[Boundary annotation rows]

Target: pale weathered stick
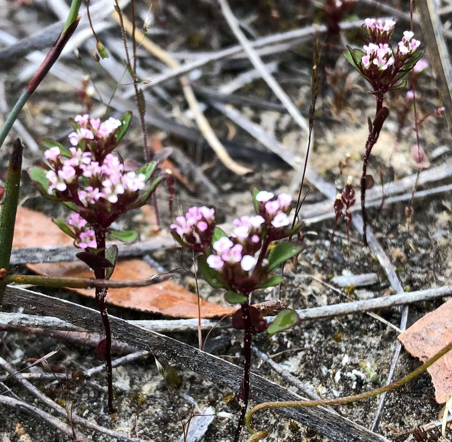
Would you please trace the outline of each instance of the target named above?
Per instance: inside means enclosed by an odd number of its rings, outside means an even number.
[[[103,330],[99,312],[68,301],[10,287],[7,287],[5,301],[7,303],[32,308],[40,313],[48,311],[49,306],[52,306],[52,312],[57,317],[75,322],[93,331],[99,332]],[[120,318],[112,316],[110,320],[112,334],[116,339],[143,350],[151,350],[157,356],[165,357],[233,390],[240,387],[243,375],[241,367],[168,336],[133,325]],[[282,400],[300,399],[298,395],[253,373],[250,376],[250,384],[251,395],[259,402],[276,399]],[[337,442],[388,442],[384,437],[321,407],[283,409],[282,412]]]
[[[119,16],[117,12],[113,13],[113,18],[117,22],[119,21]],[[124,27],[126,30],[131,34],[132,31],[132,25],[125,17],[122,17]],[[177,68],[179,66],[179,63],[175,60],[169,53],[163,51],[157,45],[152,42],[144,34],[138,29],[135,30],[135,38],[140,45],[146,49],[151,52],[155,56],[158,57],[172,68]],[[196,98],[193,92],[193,89],[190,86],[189,81],[186,77],[181,77],[179,79],[182,85],[182,90],[185,96],[190,108],[192,109],[194,115],[195,119],[199,130],[201,131],[204,138],[210,145],[218,158],[222,163],[229,169],[239,175],[243,175],[251,172],[251,169],[244,167],[236,163],[229,156],[226,151],[224,146],[220,142],[217,136],[210,126],[210,124],[204,117],[202,113],[199,109]]]
[[[295,377],[295,376],[291,375],[287,370],[283,368],[279,364],[275,362],[271,358],[265,354],[265,353],[261,352],[257,347],[253,345],[251,347],[251,350],[255,353],[258,357],[260,358],[264,362],[269,366],[275,371],[276,371],[281,377],[287,381],[289,383],[294,387],[296,387],[301,393],[304,394],[306,396],[311,399],[314,399],[316,400],[321,399],[321,398],[315,392],[315,390],[308,382],[302,382],[299,379]],[[334,410],[330,407],[326,407],[330,411],[334,413],[336,413]]]
[[[11,287],[12,288],[13,287]],[[14,287],[16,290],[25,290]],[[25,291],[25,292],[28,291]],[[374,298],[353,302],[343,302],[314,307],[310,309],[297,310],[297,312],[301,320],[315,320],[326,319],[335,316],[345,316],[359,313],[364,313],[373,310],[391,308],[404,304],[414,304],[424,301],[450,296],[452,295],[452,285],[445,286],[438,288],[426,289],[416,292],[403,293],[400,295]],[[57,298],[45,296],[40,293],[37,294],[38,298],[45,302],[47,299]],[[6,299],[6,298],[5,298]],[[6,302],[6,301],[5,301]],[[49,301],[47,311],[52,307],[52,301]],[[267,316],[267,319],[271,320],[272,317]],[[132,325],[142,327],[160,333],[195,331],[198,330],[198,319],[178,319],[159,320],[139,320],[127,321]],[[212,320],[201,320],[201,329],[209,330],[217,323]],[[52,330],[62,330],[71,331],[86,331],[88,328],[68,322],[64,320],[58,319],[53,316],[37,316],[25,315],[22,313],[8,313],[0,312],[0,324],[10,327],[32,327],[36,328],[49,329]],[[230,328],[231,326],[230,319],[226,318],[220,322],[216,327],[218,329]]]
[[[9,397],[5,395],[0,395],[0,404],[20,411],[25,411],[31,414],[35,418],[38,418],[39,419],[42,419],[50,424],[52,427],[54,427],[63,434],[66,434],[70,437],[72,437],[72,430],[69,425],[61,422],[59,419],[57,419],[52,414],[49,414],[48,413],[43,411],[37,407],[33,407],[33,405],[29,405],[26,402],[19,400],[14,398]],[[75,430],[75,435],[77,436],[78,440],[85,441],[85,442],[92,441],[92,439],[85,437],[82,433],[77,430]]]
[[[100,313],[99,315],[100,315]],[[100,332],[101,329],[99,327],[99,331]],[[12,365],[1,357],[0,357],[0,366],[10,374],[13,374],[17,371],[17,370]],[[65,417],[67,416],[66,410],[64,408],[60,406],[55,401],[47,396],[40,390],[33,385],[33,384],[29,382],[20,373],[14,376],[14,379],[19,382],[22,386],[28,390],[28,391],[39,400],[43,402],[51,408],[53,409],[55,411],[62,416],[64,416]],[[1,397],[1,396],[0,396],[0,397]],[[118,433],[117,431],[114,431],[113,430],[110,430],[109,428],[101,427],[100,425],[99,425],[97,423],[85,419],[84,418],[81,418],[80,416],[74,413],[72,414],[71,417],[72,422],[74,423],[81,425],[85,428],[90,428],[97,433],[106,434],[111,437],[115,437],[118,440],[125,441],[126,442],[146,442],[144,439],[140,439],[139,437],[130,437],[125,434],[122,434],[121,433]],[[150,442],[150,441],[148,440],[147,442]]]
[[[218,0],[218,1],[223,15],[229,25],[231,30],[242,45],[253,65],[259,71],[262,78],[281,102],[286,107],[287,112],[297,124],[306,132],[309,132],[309,127],[307,122],[300,113],[300,111],[295,107],[287,94],[281,89],[273,76],[265,68],[265,65],[260,57],[256,53],[253,46],[240,29],[239,22],[232,13],[226,0]]]
[[[416,2],[424,40],[428,49],[428,60],[436,77],[439,96],[446,107],[446,118],[452,136],[452,66],[443,35],[443,24],[433,0]]]

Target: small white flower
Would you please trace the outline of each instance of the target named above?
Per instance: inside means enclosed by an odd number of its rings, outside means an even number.
[[[267,201],[271,200],[274,195],[271,192],[267,192],[266,190],[261,190],[257,195],[256,195],[256,200],[259,202],[267,202]]]
[[[249,272],[254,268],[257,262],[257,260],[254,256],[251,256],[251,255],[245,255],[240,262],[240,265],[242,270],[245,272]]]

WHAT TO PRODUCE -
Reproduce all of the rows above verbatim, omitting the pictures.

EXPECTED ANSWER -
Target: pale weathered stick
Would you please trace the outline of each instance of the target named above?
Per instance: inside means enclosed by an odd number of its rings, outside means an even number.
[[[103,330],[99,312],[68,301],[10,287],[7,287],[5,301],[7,303],[32,308],[40,313],[48,311],[49,306],[52,306],[52,312],[57,317],[75,322],[93,331],[99,332]],[[120,318],[112,316],[110,320],[112,334],[116,339],[143,350],[151,350],[157,356],[165,357],[233,390],[240,387],[243,375],[241,367],[168,336],[133,325]],[[282,400],[300,399],[298,395],[253,373],[250,376],[250,384],[251,395],[259,402],[276,399]],[[337,442],[388,442],[384,437],[321,407],[283,409],[282,412]]]
[[[119,16],[117,12],[113,13],[113,18],[117,22],[119,21]],[[124,27],[126,30],[131,34],[132,31],[132,25],[125,17],[122,17]],[[177,68],[179,66],[179,63],[175,60],[169,53],[163,51],[157,45],[152,42],[144,34],[138,29],[135,30],[135,38],[140,45],[146,49],[151,52],[155,56],[158,57],[172,68]],[[196,98],[193,92],[193,89],[190,86],[189,81],[186,77],[181,77],[179,79],[182,85],[182,90],[185,96],[190,108],[192,109],[194,115],[195,119],[199,130],[201,131],[204,138],[210,145],[218,158],[222,163],[229,169],[239,175],[243,175],[251,172],[251,169],[244,167],[236,163],[229,156],[226,151],[224,146],[220,142],[217,136],[210,126],[210,124],[204,117],[202,113],[199,109]]]
[[[295,377],[295,376],[291,375],[287,370],[283,368],[279,364],[275,362],[271,358],[265,354],[265,353],[261,352],[257,347],[253,345],[251,347],[251,350],[255,353],[258,357],[260,358],[264,362],[269,366],[275,371],[276,371],[281,377],[287,381],[289,383],[294,387],[296,387],[301,393],[304,394],[306,396],[311,399],[314,399],[316,400],[321,399],[321,398],[315,392],[315,390],[308,382],[302,382],[299,379]],[[334,410],[330,407],[326,407],[330,411],[334,413],[336,413]]]
[[[11,287],[12,288],[13,287]],[[14,287],[16,290],[25,290]],[[25,291],[25,292],[28,291]],[[374,298],[353,302],[343,302],[314,307],[310,309],[297,310],[297,312],[301,320],[315,320],[326,319],[335,316],[345,316],[359,313],[364,313],[373,310],[391,308],[404,304],[414,304],[424,301],[450,296],[452,295],[452,285],[445,286],[438,288],[426,289],[416,292],[403,293],[400,295]],[[57,298],[45,296],[40,293],[37,294],[38,298],[45,302],[47,299]],[[6,299],[6,298],[5,298]],[[6,302],[6,301],[5,301]],[[49,301],[47,311],[52,307],[52,301]],[[267,316],[267,319],[271,320],[272,317]],[[132,325],[142,327],[160,333],[195,331],[198,330],[198,319],[178,319],[159,320],[139,320],[127,321]],[[212,320],[201,320],[201,329],[209,330],[217,323]],[[52,330],[62,330],[71,331],[86,331],[88,328],[68,322],[64,320],[58,319],[53,316],[37,316],[25,315],[22,313],[8,313],[0,312],[0,324],[10,327],[32,327],[36,328],[49,329]],[[230,328],[231,326],[230,319],[226,318],[220,322],[216,327],[218,329]]]
[[[9,397],[5,395],[0,395],[0,404],[20,411],[25,411],[31,414],[35,418],[38,418],[39,419],[42,419],[50,424],[52,427],[54,427],[63,434],[66,434],[70,437],[72,437],[72,430],[69,425],[61,422],[59,419],[57,419],[52,414],[49,414],[48,413],[43,411],[37,407],[33,407],[33,405],[29,405],[26,402],[19,400],[14,398]],[[75,430],[75,435],[77,436],[78,440],[85,441],[85,442],[92,441],[92,439],[85,437],[82,433],[77,430]]]
[[[100,313],[99,315],[100,315]],[[100,332],[101,329],[99,327],[99,331]],[[12,365],[1,357],[0,357],[0,366],[10,374],[13,374],[17,371],[17,370]],[[65,417],[67,416],[66,410],[64,408],[60,406],[55,401],[47,396],[40,390],[33,385],[33,384],[29,382],[20,373],[14,376],[14,379],[19,382],[22,386],[28,390],[28,391],[39,400],[43,402],[51,408],[53,409],[55,411],[62,416],[64,416]],[[1,397],[1,396],[0,396],[0,397]],[[118,433],[117,431],[114,431],[113,430],[110,430],[109,428],[101,427],[100,425],[99,425],[97,423],[85,419],[84,418],[81,418],[80,416],[74,413],[72,414],[71,417],[72,422],[74,423],[81,425],[85,428],[90,428],[97,433],[106,434],[111,437],[115,437],[118,440],[125,441],[126,442],[146,442],[144,439],[140,439],[139,437],[130,437],[125,434],[122,434],[121,433]],[[150,442],[150,441],[148,440],[147,442]]]
[[[218,0],[218,1],[223,15],[229,25],[231,30],[242,45],[253,65],[259,71],[262,78],[281,102],[286,107],[287,112],[297,124],[306,132],[309,132],[309,127],[307,122],[300,113],[300,111],[295,107],[287,94],[281,89],[273,76],[265,68],[265,65],[260,57],[256,53],[253,46],[240,29],[239,22],[232,13],[226,0]]]
[[[416,2],[424,40],[428,49],[428,60],[436,77],[439,96],[446,107],[446,118],[452,136],[452,66],[443,35],[443,24],[433,0]]]

Target: small white flower
Would you please trace the outline of each instance of the target named above?
Per instance: inside means enclosed by an odd number of its rings, outside means an even number.
[[[267,201],[271,200],[274,195],[271,192],[267,192],[266,190],[261,190],[257,195],[256,195],[256,200],[259,202],[267,202]]]
[[[249,272],[254,268],[257,262],[257,260],[254,256],[251,256],[251,255],[245,255],[240,262],[240,265],[242,270],[245,272]]]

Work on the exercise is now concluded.